→ Task
Please rewrite the material below with "put a single marker on" replaced by "place one point on" everywhere it occurs, keeping everything else the same. Omit the pictures from your answer.

→ Material

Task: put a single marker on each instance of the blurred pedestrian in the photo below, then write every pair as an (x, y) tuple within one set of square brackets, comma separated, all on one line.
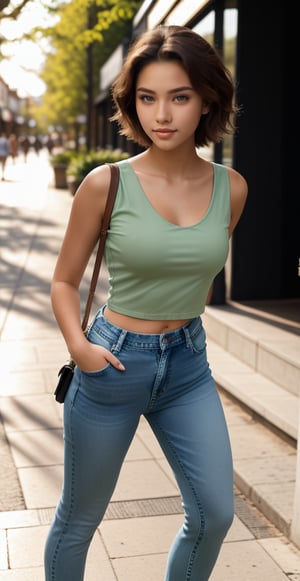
[(25, 145), (4, 153), (13, 146), (145, 353)]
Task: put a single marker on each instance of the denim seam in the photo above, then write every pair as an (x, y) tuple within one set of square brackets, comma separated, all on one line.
[(67, 522), (198, 503)]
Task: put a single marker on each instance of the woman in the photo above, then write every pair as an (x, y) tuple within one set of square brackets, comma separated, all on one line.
[(145, 352)]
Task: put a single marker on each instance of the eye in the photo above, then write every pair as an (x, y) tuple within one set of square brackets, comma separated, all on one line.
[(146, 98), (181, 98)]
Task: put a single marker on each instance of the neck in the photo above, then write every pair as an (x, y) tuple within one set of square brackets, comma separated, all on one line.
[(176, 162)]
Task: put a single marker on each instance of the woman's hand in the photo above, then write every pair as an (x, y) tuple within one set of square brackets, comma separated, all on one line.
[(94, 358)]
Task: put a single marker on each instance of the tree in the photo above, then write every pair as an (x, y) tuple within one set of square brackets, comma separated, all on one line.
[(84, 25)]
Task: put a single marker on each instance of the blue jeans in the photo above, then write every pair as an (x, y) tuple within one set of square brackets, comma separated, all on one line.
[(168, 380)]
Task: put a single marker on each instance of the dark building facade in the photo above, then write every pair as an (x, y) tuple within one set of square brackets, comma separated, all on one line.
[(256, 42)]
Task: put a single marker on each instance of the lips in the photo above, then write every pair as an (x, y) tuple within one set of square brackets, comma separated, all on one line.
[(163, 132)]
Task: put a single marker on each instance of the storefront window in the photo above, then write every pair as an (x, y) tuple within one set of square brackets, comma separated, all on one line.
[(206, 29), (229, 52)]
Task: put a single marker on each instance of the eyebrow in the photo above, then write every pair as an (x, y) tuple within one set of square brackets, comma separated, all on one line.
[(177, 90)]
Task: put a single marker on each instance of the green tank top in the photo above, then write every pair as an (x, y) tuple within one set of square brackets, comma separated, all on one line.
[(158, 270)]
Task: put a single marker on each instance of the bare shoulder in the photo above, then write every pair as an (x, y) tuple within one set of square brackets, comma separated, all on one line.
[(93, 190), (238, 196)]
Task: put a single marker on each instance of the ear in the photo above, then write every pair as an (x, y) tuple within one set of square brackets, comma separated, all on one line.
[(205, 108)]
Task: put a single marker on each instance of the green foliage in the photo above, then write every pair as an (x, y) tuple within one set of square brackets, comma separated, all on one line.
[(83, 163), (63, 157), (98, 24)]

→ Answer below
Task: place one point on each instance of the blurred pedestrian in the photo below, then write every pair as an (x, y) tuple within one set of square brackets, comma separated, all on one line.
[(25, 145), (4, 153), (13, 146), (145, 353)]
Task: place one point on each instance of the denim seam in the photo above, then write every pair as an (x, y) tuple within one set of square brackets, comma separated, all on one line.
[(67, 522), (198, 503)]
Task: place one point on each instance of the woman in the photo above, then write every pair as an (x, y) tuple within one set of square brackets, comma separated, all on one line.
[(145, 352)]
Task: place one point on each instance of the eye in the photo above, then write every pair as an (x, y) tuple within one set of square brackets, comma separated, all on one line.
[(146, 98), (181, 98)]
Task: place one point on each instance of the neck in the photo above, then write every pair as an (x, y) tuple within one set of square brackets, comma separated, all on one line.
[(176, 162)]
Task: place one point on each instance of the woman's hand in the photo above, then write every pair as an (x, y) tuple within one set of square brackets, comma separated, all on one line.
[(94, 358)]
Task: place one point on each instance of the tree in the photo above, then write every pair as an (x, y) tuple within one set of square brackets, comma separated, all on one line.
[(84, 25)]
Task: place one point on each instance of the blue jeans in the photo above, then write every pair as an (x, y) tuple within one set of square brackets, comma separated, all on one line.
[(168, 380)]
Task: place one point on each instance of the dark building facade in the photo above, then write every pair as an (x, y) tuple within one set of square brackets, comma separated, all on one line.
[(256, 42)]
Task: place one point on each instance of the lips in the photo above, then write every pair as an (x, y) tuple within one set of square brackets, comma separated, all on one line.
[(163, 132)]
Task: place one point on each instance of the storefront window in the photo above, then write every pair as an (x, y) tuple within one set of square brackets, comma separated, all on one line.
[(206, 29), (229, 52)]
Task: place one point on each instance of the eyebrow in the photo above, then write every pair as an (x, y) tuple within one set of square brackets, comma separated, all on one line.
[(177, 90)]
Task: place one point on each instance of the green tank top in the photo above, then write every pair as an (x, y) tuple within one set of square brackets, comma separated, all on one line.
[(158, 270)]
Task: place one point on each instance of the bare shoulder in the photo above, then write every pair as an (x, y) tuple within one set of square brackets, comma separated, all on one line.
[(93, 190), (238, 196)]
Task: place one point on each instance of the ear in the photo above, then write every pair as an (x, y) tuple within one set of square brackets, comma separated, all on one line.
[(205, 108)]
Task: place one point on each instance of the green foliage in the photo above, then write every pair as an (x, y) tuple within one set of square brackets, comma separated, all on one line.
[(83, 163), (63, 157), (98, 24)]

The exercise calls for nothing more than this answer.